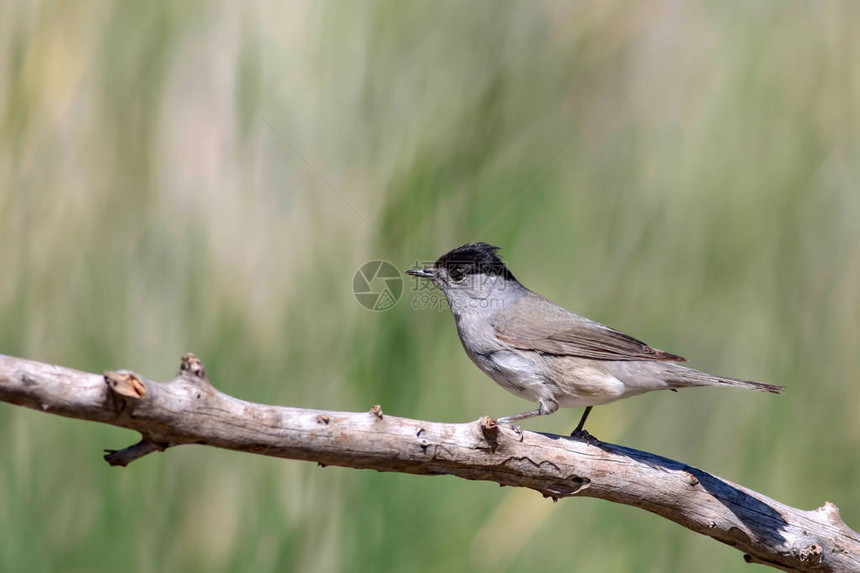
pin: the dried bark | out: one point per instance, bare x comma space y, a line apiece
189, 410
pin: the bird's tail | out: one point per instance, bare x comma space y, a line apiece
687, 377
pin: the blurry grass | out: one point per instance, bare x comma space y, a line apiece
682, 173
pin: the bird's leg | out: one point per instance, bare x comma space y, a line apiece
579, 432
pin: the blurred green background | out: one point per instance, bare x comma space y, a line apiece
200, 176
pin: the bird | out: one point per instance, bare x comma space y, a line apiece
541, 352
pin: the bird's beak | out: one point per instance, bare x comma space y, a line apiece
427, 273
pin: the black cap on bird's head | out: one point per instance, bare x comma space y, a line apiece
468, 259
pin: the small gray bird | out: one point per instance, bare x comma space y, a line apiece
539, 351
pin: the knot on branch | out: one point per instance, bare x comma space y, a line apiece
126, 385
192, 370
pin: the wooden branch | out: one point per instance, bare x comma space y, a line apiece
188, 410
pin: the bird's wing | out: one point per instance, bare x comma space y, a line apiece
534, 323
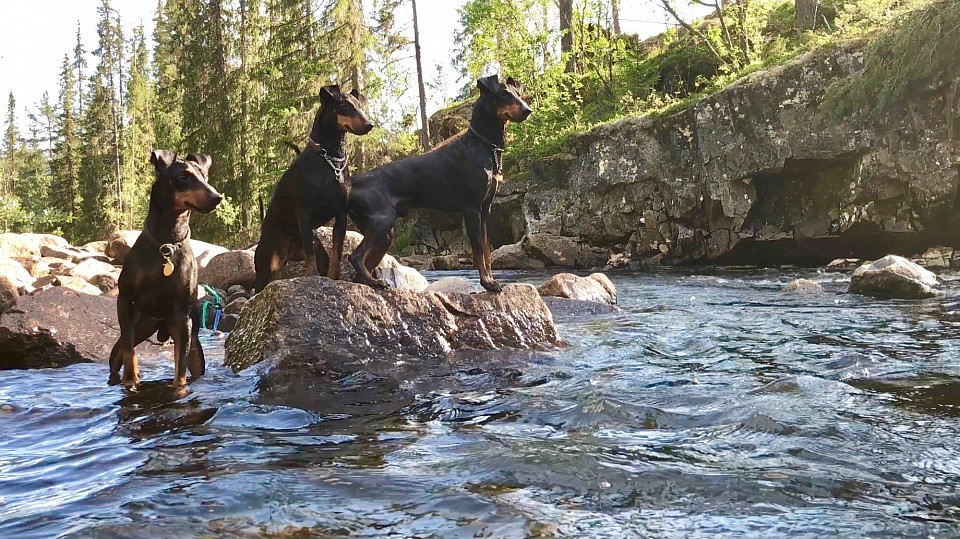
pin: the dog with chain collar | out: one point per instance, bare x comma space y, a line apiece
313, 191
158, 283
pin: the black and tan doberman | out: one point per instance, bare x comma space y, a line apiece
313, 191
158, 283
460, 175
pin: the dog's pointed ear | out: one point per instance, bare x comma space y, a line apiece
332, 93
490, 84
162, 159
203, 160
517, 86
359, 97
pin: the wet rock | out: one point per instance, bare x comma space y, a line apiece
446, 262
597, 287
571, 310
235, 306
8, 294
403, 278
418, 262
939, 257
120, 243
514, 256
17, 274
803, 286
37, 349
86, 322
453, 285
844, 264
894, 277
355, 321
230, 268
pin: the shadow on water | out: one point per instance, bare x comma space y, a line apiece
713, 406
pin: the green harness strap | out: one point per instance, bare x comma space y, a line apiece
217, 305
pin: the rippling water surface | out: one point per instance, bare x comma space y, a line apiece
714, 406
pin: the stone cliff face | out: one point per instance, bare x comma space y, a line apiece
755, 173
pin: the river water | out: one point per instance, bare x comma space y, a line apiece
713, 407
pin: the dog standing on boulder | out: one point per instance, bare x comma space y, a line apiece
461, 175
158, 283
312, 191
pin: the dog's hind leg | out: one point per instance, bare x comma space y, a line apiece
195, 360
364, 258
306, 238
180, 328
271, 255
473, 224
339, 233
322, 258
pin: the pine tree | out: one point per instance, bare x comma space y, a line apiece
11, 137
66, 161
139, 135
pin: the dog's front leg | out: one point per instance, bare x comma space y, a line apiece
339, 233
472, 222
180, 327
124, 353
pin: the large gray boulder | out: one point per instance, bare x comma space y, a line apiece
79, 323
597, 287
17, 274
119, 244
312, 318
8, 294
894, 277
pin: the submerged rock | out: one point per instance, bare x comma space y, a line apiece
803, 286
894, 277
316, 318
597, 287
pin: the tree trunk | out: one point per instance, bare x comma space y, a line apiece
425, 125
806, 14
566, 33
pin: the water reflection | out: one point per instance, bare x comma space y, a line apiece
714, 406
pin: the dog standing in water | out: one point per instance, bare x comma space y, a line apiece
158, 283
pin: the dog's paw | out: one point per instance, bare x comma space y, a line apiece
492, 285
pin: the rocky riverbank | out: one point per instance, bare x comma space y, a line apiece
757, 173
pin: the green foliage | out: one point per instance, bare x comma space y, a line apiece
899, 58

======

Work to do - Revise all the entries above by swapping "a line apiece" for "one per line" and changing nothing else. Reproduce the lines without the pictures.

Answer for this exercise -
pin: the dried bark | out: one point per instance, bare x comma space y, one per line
189, 410
pin: the bird's tail | out: one point per instance, bare x comma space y, one per line
687, 377
pin: the blurry grass | out: one point per instance, bare x comma space y, one per line
682, 173
pin: the bird's leg | out: one point per instance, bare x comma space y, one per line
579, 432
pin: the blurred green background | out: one point per instance, bare x comma space y, one per line
200, 176
pin: the bird | out: one point per instance, bare x comma space y, one per line
541, 352
pin: the bird's beak | out: one point per instance, bare x comma space y, one per line
427, 273
pin: the black cap on bird's head | out: one point per instance, bare x comma space y, one per line
468, 259
pin: the small gray bird | out: one point per instance, bare x comma space y, one per line
539, 351
pin: the knot on branch | out: one point per instance, bare x comma space y, one per line
126, 385
192, 370
pin: the wooden branch | out: one point per instance, bare x comma space y, one per line
188, 410
pin: the bird's wing | out: one point per instance, bare x comma space y, one per line
534, 323
pin: the dog with chain collar | out: one point per instance, bare x comma space y, one per line
313, 191
158, 283
pin: the black and tan doberman | out: one point per instance, bare x comma space y, one per line
313, 191
158, 283
460, 175
pin: the dog's pointed ear | out: one point per instance, bare x comma space y, one per line
332, 93
490, 84
162, 159
203, 160
517, 86
359, 97
pin: the wet rock | out: one point per instance, bare x comma space y, one per line
446, 262
597, 287
571, 310
235, 306
8, 294
403, 278
418, 262
939, 257
120, 243
514, 256
17, 274
803, 286
37, 349
86, 322
453, 285
844, 264
894, 277
355, 321
230, 268
pin: the shadow on water | out: one point per instance, bare x comma space y, one per line
713, 406
pin: the green harness strap | out: one point per instance, bare x comma space y, one per line
217, 305
pin: the rippling water surface | out: one point per instance, bare x comma space y, one per line
714, 406
pin: the stone cliff face | out: one point per instance, bare x comma space y, one per line
755, 173
pin: the river water | out: one point per instance, bare x comma space y, one per line
713, 407
pin: the dog standing on boulder | out: one point per instance, bare x comma space y, one per line
461, 175
158, 283
312, 191
pin: the dog's hind leg | out: one point per instance, bare x comma space y, one per line
195, 360
364, 258
306, 238
180, 328
271, 255
473, 224
339, 233
322, 258
pin: the pine tree | out: one point per instance, bare x comma space y, one per line
11, 137
66, 161
139, 135
pin: the dog's front leg | out: one point per instance, bare x comma space y, one per line
339, 233
472, 222
180, 327
124, 353
pin: the large gray boulder | out: one point per instance, bare x comma space y, one per line
79, 323
597, 287
17, 274
119, 244
312, 318
8, 294
894, 277
pin: the submerged rock | out: one point per instance, bare x comma space y, one per line
803, 286
894, 277
316, 318
597, 287
pin: the tree trunk | out: one point per instance, bare x comma space y, one per line
425, 125
806, 14
566, 33
pin: the water reflection | out: one point per instance, bare x comma space y, one per line
714, 406
pin: the dog standing in water | out: one point per instance, bare x comma space y, one per line
158, 283
pin: the dog's paw | out: one point per instance, bare x comma space y, one per line
492, 285
pin: the rocky riverbank | out: one point per instance, bare x comma space y, one per line
757, 173
pin: the green foliage | out: one point per instance, bare x comma space y, one per line
899, 58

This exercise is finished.